### Task to carry out
Rewrite every line below from the one containing "One point per instance of the beige" down to the end of the items, shifting each coordinate in the answers by adding 125 and keeping all other lines unchanged.

START Data for the task

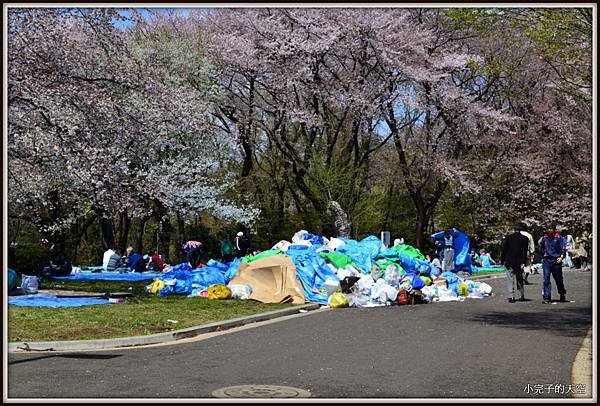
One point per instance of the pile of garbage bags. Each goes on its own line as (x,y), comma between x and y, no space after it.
(338,272)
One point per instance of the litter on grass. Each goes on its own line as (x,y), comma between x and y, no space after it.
(336,272)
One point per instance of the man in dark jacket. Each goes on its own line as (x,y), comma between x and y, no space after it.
(553,248)
(514,257)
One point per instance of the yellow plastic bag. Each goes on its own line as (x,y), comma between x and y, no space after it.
(156,286)
(426,279)
(338,299)
(218,292)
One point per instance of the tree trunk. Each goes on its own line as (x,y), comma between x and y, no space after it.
(139,240)
(423,216)
(106,228)
(125,224)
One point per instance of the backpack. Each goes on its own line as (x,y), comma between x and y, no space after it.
(226,247)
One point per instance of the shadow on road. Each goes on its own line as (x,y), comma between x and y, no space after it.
(568,321)
(75,356)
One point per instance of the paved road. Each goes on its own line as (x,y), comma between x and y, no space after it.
(485,348)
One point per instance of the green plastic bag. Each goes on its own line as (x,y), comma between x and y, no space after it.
(251,258)
(338,300)
(218,292)
(338,259)
(409,250)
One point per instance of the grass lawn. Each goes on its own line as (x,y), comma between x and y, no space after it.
(140,315)
(488,273)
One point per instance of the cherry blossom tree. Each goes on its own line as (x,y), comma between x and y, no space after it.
(102,124)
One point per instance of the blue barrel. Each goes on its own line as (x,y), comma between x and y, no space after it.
(12,279)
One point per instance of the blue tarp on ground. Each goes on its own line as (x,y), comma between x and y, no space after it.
(312,271)
(363,252)
(492,268)
(183,280)
(40,300)
(462,259)
(110,276)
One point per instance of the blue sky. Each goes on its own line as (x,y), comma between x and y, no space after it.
(144,11)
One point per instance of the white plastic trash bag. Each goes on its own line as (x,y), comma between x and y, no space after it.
(299,237)
(484,288)
(364,284)
(392,276)
(356,299)
(282,245)
(335,243)
(29,284)
(331,286)
(240,291)
(475,294)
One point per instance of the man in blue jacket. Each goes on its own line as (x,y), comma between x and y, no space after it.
(133,260)
(553,248)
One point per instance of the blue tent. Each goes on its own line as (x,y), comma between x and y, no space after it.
(462,259)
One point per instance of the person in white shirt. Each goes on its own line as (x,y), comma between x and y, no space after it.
(530,252)
(106,257)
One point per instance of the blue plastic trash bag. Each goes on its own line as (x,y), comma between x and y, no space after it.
(216,264)
(232,270)
(415,281)
(314,239)
(12,279)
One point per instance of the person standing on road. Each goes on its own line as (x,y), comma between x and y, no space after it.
(446,241)
(241,244)
(514,257)
(552,248)
(530,252)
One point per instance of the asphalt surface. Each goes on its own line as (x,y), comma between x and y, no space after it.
(480,348)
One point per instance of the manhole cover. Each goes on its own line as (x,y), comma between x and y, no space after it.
(260,391)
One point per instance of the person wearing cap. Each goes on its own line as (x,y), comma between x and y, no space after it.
(553,248)
(133,259)
(241,244)
(514,257)
(485,258)
(522,227)
(193,251)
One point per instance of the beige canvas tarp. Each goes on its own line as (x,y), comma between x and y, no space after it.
(273,280)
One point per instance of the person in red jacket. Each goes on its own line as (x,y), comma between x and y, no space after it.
(156,261)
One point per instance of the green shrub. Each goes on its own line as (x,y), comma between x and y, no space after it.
(28,259)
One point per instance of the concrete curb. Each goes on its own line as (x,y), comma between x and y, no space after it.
(582,370)
(159,338)
(112,343)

END Data for the task

### Worked answer
One point per instance of the beige canvas tarp. Each goes on its own line as (x,y), comma between x and y, no space after it.
(398,405)
One point per instance of the person in red jacket. Each goes on its own line as (x,y), comma between x and y, no space after it.
(281,386)
One point per instance of the green shrub. Each goes on its own line as (x,y), comma between x and y, no space after it.
(153,384)
One point per instance of the concrete curb. Each goes on its own line as (x,y), comma between x and y, no space after it.
(707,495)
(284,463)
(237,468)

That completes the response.